=== Passage provided ===
- - - -
A little buttery cuddle - the famous spinach, goat cheese and sage dumplings are on the takeaway menu at Cotto Restaurant, Karangahape Rd, Auckland. Photo/Kim Knight
Lamb ribs as succulent as a kiss and pasta that's as good as a cuddle - restaurant critic Kim Knight finds comfort at Cotto.
The best man made everybody laugh and the chocolate nemesis cake made everybody swoon.
At the head of the table, the newly-weds had won a lottery.Whānau, friends, food. Tears, laughter, each other. We left the restaurant for a house in the suburbs where the walls dripped art and the party went late. People pressed against people. Singing, dancing, loving.
It was July. In late September, I wondered: Did I dream that?
I was back at that restaurant wearing a mask. Standing on the footpath in my invisible, droplet-free forcefield. It was all so foreign, so out of any normal context, that I didn't recognise a friend and workmate ahead of me in the socially distanced queue.
Cotto Restaurant was my first foray into Covid alert level 3 click-and-collect dining. After a month of eating-at-home austerity, the lamb ribs were as succulent as first love; a salty-oily kiss that evoked a primal reaction deep within my carnivorous belly.
We had those ribs again last week, for no other reason than I remembered they were excellent and it's hard to predict what you'd like for dinner days before you're planning to eat. It's not ideal - one of the great joys of restaurant dining is opening a menu and choosing according to mood and company. But businesses are going to the wall while they wait for vaccination rates to rise, and if we want to clink glasses and argue over the last oyster later, we need to order pork belly with fennel slaw and salsa verde now.
- - - -
=== Information provided ===
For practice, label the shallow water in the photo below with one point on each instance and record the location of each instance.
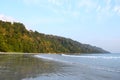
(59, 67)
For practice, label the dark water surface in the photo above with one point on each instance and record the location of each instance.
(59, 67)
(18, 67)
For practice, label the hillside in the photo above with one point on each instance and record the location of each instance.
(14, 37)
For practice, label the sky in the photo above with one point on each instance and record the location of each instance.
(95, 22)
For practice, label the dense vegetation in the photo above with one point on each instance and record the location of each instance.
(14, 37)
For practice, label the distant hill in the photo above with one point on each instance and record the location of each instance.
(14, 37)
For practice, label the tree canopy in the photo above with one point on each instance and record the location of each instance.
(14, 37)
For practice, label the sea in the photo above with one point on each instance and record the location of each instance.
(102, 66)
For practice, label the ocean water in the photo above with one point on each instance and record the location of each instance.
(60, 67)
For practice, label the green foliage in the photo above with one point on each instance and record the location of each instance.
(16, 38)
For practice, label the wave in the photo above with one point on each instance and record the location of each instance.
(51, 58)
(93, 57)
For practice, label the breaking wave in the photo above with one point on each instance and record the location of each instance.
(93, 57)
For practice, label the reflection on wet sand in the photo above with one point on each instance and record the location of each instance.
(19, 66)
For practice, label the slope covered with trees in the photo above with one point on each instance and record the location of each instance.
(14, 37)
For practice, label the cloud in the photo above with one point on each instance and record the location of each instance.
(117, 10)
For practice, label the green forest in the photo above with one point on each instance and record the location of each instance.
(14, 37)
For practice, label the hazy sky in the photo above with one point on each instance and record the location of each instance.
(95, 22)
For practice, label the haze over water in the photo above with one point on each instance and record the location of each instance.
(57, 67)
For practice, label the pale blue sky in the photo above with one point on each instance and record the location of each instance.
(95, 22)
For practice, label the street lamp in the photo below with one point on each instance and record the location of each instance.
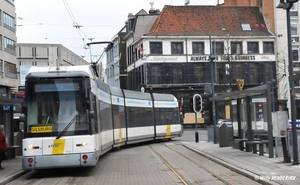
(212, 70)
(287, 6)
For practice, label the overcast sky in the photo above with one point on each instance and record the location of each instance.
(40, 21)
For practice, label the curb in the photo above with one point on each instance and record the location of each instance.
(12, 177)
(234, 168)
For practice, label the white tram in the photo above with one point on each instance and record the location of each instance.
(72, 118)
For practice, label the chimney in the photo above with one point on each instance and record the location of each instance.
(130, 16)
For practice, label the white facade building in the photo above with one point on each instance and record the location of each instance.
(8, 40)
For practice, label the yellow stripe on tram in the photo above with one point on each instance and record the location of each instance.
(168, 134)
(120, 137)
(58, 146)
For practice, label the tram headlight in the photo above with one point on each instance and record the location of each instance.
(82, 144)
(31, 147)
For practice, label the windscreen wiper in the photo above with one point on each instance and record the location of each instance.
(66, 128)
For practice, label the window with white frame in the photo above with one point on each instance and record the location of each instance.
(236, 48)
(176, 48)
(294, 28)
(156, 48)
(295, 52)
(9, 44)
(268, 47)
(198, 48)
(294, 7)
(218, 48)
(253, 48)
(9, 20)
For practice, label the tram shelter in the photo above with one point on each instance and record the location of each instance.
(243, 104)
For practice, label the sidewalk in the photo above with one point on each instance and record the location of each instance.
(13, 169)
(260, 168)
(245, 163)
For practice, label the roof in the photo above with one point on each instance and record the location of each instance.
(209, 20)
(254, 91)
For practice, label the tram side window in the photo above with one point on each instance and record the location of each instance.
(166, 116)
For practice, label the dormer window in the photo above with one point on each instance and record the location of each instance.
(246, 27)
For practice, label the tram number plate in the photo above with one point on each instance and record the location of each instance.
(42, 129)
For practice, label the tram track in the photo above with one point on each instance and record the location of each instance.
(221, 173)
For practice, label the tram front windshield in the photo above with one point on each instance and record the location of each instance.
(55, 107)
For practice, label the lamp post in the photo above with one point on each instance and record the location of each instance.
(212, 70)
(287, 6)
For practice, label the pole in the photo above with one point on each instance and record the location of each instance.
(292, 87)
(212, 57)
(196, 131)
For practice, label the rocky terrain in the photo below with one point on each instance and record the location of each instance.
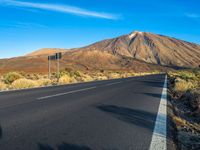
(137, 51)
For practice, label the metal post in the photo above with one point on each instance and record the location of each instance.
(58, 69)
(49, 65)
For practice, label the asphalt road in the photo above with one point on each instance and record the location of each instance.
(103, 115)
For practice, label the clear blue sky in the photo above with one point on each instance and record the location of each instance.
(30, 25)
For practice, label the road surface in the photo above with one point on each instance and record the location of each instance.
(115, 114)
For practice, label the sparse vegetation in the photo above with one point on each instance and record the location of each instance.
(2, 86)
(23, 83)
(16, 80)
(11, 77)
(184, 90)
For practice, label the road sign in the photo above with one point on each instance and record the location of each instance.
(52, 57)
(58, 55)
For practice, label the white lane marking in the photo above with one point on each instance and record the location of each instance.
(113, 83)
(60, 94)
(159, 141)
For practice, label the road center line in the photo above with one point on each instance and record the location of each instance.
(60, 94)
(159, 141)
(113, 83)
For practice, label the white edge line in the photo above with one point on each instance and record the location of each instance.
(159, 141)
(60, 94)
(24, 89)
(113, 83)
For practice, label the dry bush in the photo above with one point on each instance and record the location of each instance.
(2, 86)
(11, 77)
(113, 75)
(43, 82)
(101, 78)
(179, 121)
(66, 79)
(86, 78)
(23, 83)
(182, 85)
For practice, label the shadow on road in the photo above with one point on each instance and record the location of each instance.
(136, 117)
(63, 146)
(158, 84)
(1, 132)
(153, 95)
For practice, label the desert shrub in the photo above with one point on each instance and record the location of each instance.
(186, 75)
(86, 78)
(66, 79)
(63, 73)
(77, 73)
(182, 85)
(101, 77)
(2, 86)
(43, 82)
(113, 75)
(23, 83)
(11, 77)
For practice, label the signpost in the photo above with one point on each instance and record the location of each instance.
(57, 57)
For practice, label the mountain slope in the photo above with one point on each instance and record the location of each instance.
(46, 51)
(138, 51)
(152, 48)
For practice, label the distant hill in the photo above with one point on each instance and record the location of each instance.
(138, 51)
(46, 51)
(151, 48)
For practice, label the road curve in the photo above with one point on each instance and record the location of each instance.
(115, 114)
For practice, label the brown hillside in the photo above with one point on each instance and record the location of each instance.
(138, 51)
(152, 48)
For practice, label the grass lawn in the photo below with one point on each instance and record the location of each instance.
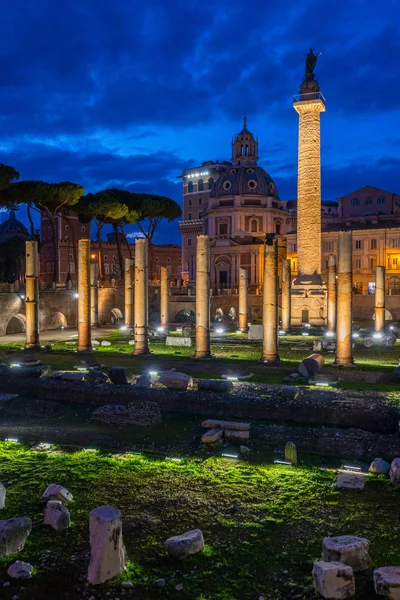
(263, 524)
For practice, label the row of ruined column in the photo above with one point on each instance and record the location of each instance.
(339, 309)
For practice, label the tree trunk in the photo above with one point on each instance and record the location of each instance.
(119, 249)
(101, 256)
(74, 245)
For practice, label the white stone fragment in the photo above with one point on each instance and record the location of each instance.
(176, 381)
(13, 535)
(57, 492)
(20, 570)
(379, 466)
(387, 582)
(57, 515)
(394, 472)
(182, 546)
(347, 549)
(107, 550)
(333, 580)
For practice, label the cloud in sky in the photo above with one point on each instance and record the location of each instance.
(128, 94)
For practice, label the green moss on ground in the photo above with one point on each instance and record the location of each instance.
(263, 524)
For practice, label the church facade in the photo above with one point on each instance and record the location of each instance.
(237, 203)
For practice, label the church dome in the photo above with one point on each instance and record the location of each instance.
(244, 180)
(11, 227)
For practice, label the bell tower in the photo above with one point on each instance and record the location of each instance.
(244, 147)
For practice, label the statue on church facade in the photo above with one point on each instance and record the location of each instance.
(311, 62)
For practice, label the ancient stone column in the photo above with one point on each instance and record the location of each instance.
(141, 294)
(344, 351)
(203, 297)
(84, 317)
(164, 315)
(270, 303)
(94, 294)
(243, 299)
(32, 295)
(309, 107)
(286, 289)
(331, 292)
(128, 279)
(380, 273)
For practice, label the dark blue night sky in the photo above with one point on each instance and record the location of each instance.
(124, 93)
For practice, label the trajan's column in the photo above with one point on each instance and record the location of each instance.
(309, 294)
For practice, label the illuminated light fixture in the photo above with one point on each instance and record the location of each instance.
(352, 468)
- - - -
=== Tasks ===
a – Answer these from the Cotto review:
(i) Which cake made everybody swoon?
(ii) In what month did the wedding celebration take place?
(iii) What is served with the pork belly?
b – Quote the Cotto review word for word, starting at the words "A little buttery" and ending after "I dream that?".
Rely on the Cotto review alone, not the data.

=== Answers to the exercises ===
a –
(i) The chocolate nemesis cake
(ii) July
(iii) Fennel slaw and salsa verde

b –
A little buttery cuddle - the famous spinach, goat cheese and sage dumplings are on the takeaway menu at Cotto Restaurant, Karangahape Rd, Auckland. Photo/Kim Knight
Lamb ribs as succulent as a kiss and pasta that's as good as a cuddle - restaurant critic Kim Knight finds comfort at Cotto.
The best man made everybody laugh and the chocolate nemesis cake made everybody swoon.
At the head of the table, the newly-weds had won a lottery.Whānau, friends, food. Tears, laughter, each other. We left the restaurant for a house in the suburbs where the walls dripped art and the party went late. People pressed against people. Singing, dancing, loving.
It was July. In late September, I wondered: Did I dream that?